Data extracted from a collection
===

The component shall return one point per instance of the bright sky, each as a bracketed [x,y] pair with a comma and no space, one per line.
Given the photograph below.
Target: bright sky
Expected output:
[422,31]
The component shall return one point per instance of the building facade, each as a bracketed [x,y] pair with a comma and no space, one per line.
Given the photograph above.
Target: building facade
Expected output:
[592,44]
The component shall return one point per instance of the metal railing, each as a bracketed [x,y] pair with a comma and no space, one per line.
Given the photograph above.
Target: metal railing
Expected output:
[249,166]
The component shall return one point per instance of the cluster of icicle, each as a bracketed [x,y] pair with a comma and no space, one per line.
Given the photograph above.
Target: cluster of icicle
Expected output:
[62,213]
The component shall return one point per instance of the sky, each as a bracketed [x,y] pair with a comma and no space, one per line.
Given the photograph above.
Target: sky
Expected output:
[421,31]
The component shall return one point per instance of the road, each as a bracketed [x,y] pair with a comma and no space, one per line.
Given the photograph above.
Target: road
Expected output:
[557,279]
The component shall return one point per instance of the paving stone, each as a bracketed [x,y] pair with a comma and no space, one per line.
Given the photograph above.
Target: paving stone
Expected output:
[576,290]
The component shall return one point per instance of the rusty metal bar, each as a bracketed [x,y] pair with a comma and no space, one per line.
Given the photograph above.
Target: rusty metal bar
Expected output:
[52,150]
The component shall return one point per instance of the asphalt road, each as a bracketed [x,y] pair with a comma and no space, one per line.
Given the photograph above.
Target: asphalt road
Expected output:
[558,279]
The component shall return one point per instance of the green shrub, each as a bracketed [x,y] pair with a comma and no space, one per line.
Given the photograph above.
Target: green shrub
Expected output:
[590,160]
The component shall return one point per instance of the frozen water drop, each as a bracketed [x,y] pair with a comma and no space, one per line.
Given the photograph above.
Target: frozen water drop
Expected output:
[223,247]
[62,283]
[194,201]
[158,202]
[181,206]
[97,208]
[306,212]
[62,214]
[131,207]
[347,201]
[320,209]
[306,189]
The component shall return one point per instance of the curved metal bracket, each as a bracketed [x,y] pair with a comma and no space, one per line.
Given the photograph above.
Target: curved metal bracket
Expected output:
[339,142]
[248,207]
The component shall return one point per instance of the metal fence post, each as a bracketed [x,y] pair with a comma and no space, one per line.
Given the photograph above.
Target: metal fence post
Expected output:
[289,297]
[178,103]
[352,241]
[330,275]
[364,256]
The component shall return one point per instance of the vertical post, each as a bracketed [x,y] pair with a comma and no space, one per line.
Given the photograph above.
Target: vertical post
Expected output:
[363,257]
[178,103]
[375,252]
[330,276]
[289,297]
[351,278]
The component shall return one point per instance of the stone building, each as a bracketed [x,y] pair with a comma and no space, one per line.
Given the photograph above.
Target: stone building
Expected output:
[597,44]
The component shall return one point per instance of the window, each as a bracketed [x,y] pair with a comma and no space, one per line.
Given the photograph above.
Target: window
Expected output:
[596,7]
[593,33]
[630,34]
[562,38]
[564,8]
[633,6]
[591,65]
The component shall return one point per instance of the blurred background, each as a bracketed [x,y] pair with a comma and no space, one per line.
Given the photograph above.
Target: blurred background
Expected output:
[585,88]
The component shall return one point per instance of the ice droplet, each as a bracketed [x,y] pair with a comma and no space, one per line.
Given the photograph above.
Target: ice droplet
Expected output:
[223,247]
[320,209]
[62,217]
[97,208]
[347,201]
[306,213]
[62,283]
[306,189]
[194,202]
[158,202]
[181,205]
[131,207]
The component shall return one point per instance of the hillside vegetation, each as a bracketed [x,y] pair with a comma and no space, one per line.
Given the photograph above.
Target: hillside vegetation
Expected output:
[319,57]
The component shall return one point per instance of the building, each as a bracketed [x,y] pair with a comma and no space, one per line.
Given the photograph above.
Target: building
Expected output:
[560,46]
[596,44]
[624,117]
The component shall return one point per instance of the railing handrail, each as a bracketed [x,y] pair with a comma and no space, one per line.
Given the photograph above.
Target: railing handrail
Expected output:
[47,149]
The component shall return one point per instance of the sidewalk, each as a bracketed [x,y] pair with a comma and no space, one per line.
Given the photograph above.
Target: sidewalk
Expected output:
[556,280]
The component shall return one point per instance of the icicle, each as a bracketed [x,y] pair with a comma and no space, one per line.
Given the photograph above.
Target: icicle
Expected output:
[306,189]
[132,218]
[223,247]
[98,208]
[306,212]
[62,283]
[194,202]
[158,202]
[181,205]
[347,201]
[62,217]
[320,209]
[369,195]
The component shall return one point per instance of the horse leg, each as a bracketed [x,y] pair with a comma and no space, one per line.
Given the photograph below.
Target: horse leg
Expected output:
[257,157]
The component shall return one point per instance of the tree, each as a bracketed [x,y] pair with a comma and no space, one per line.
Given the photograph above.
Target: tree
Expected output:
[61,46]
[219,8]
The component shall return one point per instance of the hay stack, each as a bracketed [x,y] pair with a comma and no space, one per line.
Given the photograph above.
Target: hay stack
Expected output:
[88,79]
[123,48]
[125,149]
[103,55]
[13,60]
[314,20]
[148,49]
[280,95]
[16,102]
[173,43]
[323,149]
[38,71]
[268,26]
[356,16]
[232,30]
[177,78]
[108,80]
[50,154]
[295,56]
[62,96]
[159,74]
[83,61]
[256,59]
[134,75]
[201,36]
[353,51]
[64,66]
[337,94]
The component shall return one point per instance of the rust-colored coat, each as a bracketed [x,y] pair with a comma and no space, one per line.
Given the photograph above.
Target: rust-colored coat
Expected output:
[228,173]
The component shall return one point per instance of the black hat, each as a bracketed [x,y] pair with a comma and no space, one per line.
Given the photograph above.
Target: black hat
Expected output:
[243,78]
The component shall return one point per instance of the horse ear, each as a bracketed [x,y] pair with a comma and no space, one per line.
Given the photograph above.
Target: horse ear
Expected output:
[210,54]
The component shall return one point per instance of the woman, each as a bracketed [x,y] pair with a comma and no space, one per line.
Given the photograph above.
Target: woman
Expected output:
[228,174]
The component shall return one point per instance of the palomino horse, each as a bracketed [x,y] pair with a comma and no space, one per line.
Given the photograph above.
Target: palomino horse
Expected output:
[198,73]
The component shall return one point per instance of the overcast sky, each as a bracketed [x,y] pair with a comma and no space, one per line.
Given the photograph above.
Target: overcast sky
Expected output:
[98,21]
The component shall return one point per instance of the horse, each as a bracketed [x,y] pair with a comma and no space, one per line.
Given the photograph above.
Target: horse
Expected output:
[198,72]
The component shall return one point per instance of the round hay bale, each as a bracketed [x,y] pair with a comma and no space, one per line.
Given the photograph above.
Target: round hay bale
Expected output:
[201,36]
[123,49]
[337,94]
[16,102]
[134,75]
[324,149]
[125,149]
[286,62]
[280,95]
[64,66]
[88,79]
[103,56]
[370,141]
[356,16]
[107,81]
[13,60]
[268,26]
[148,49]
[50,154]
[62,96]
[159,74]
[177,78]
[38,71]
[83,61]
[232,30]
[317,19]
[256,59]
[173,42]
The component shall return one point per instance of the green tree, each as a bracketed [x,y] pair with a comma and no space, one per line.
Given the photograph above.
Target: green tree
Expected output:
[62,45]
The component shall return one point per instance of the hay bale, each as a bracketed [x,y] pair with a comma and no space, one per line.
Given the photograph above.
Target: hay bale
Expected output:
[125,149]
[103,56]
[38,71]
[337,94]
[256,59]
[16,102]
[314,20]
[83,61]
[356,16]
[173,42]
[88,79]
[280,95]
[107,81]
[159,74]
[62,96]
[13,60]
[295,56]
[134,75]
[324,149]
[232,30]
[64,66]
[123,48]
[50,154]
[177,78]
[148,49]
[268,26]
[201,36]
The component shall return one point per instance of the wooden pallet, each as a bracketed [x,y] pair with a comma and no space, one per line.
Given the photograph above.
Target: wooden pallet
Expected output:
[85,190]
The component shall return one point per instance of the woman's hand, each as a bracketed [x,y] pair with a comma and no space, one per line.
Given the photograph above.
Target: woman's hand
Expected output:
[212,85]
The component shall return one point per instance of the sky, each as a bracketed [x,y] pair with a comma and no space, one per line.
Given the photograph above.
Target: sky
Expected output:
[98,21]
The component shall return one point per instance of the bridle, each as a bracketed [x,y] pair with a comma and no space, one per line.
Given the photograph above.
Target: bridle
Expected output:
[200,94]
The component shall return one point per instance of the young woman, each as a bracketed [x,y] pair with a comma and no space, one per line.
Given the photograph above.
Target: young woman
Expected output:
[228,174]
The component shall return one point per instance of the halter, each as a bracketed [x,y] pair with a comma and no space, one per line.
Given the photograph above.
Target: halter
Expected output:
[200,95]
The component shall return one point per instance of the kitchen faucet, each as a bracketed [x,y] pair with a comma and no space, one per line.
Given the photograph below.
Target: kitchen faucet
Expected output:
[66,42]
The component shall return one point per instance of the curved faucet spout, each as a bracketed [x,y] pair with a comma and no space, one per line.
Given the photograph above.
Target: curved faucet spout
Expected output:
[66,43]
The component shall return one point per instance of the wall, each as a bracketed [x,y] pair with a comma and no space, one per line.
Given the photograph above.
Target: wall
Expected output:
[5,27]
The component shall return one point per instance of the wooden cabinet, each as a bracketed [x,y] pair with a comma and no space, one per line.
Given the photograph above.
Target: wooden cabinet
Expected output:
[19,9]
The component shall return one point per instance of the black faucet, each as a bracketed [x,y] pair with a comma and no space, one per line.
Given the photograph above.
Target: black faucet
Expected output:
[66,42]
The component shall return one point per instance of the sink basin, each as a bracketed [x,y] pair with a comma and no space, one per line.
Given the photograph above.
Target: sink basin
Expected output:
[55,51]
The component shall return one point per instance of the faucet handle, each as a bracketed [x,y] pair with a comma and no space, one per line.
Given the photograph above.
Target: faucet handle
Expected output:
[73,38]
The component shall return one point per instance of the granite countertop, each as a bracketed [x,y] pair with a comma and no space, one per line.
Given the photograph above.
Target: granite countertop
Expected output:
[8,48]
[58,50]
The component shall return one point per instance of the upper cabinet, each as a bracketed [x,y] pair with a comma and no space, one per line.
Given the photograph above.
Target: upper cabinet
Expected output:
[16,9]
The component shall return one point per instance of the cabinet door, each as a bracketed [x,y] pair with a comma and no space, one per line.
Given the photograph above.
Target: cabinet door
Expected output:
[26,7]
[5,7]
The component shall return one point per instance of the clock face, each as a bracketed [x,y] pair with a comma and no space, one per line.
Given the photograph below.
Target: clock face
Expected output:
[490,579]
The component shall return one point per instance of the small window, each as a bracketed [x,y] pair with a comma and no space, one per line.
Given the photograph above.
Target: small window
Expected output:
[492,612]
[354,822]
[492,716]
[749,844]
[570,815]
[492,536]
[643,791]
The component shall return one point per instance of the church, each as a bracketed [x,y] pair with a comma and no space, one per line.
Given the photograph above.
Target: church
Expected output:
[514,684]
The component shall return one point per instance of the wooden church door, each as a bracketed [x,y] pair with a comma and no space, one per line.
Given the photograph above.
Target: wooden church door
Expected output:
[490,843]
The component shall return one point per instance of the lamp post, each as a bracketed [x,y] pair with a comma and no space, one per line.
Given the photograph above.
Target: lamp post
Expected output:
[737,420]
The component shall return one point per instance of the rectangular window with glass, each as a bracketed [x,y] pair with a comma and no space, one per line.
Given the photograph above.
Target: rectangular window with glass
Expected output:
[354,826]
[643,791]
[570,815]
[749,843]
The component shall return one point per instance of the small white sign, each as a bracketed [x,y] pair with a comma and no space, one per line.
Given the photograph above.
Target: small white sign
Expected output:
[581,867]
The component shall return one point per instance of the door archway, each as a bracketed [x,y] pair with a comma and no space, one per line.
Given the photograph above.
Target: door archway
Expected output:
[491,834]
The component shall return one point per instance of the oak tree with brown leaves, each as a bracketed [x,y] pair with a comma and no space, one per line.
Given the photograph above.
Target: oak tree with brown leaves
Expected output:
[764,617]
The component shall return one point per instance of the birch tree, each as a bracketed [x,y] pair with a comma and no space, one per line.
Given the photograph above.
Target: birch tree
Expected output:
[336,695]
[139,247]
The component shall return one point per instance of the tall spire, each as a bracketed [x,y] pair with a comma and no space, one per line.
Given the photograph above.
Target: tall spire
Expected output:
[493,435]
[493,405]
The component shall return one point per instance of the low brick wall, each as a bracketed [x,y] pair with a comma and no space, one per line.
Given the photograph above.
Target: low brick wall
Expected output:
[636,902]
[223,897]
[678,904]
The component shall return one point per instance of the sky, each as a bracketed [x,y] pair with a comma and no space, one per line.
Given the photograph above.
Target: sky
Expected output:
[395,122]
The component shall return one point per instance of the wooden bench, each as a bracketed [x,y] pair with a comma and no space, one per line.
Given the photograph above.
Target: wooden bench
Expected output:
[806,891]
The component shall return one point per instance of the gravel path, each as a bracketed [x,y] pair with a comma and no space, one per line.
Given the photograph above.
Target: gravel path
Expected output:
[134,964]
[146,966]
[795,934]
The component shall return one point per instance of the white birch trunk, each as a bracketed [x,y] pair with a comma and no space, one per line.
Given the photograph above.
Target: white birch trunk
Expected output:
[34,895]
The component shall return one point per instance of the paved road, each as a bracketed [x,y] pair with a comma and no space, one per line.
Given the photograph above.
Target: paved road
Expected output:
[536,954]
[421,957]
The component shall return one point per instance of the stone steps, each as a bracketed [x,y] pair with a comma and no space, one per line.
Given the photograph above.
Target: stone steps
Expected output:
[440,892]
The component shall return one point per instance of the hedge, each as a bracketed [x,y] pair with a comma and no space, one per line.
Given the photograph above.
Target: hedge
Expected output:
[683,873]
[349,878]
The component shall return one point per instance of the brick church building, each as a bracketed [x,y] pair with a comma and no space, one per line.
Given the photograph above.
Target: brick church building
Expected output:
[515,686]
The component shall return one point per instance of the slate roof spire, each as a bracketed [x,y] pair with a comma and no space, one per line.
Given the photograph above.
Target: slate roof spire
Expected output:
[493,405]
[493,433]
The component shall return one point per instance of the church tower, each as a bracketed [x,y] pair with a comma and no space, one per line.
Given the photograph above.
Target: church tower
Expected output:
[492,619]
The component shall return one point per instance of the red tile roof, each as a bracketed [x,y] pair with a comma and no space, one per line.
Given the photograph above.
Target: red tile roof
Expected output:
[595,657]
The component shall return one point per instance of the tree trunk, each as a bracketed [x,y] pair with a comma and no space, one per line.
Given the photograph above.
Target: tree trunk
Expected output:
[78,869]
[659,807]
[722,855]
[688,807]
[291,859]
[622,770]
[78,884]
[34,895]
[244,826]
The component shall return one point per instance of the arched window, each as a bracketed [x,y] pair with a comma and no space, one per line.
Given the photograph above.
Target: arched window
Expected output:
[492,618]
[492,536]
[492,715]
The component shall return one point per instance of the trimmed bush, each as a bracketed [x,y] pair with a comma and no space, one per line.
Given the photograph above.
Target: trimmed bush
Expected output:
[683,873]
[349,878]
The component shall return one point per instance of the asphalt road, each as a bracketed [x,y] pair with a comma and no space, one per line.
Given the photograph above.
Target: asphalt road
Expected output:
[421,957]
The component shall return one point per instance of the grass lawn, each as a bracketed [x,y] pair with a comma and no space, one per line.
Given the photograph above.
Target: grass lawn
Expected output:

===

§ Your task:
Your task is to output exactly the lines running from the one with "church tower, each" through the final line of the material above, with both ends included.

§ Output for this exercise:
The component shall return one point per instance of the church tower, each as a bracketed [x,y] pair with a comma and no space, one per line.
Given the photograph above.
Target: church tower
Expected output:
[492,619]
The component shall return one point per instance of the red tile roof, each as a bracketed [x,y] pair with a comma and no space, one per line.
Given the photograph above.
Target: red tile roof
Expected output:
[595,657]
The component shall return one point per instance of the tree trunk, each as a bracketed [x,y] pair with a comma and no space, one per line.
Given the photograph above.
Target: tree trunk
Expected output:
[78,869]
[659,807]
[722,855]
[688,807]
[291,859]
[622,770]
[78,884]
[34,895]
[244,826]
The component shall return one point per instance of the arched window, each as a bracketed [x,y] pair with a comma and no space, one per line.
Given the photograph above.
Target: arched window
Expected output:
[492,618]
[492,536]
[492,715]
The component shall return one point per instance of the trimmed bush, each as a bracketed [x,y] pair with a comma and no space, one per line.
Given the photograph above.
Target: trimmed bush
Expected output:
[683,873]
[349,878]
The component shall return one point per instance of the asphalt road, each as a bracketed [x,y] pair with a comma and no space, one per line.
Given the photograph above.
Target: asphalt road
Expected output:
[421,957]
The component shall return one point per instance of the grass lawn, each as a bracketed [x,y] pair with a comma and no space, one per line.
Given the photograph above.
Target: grass lawn
Expected output:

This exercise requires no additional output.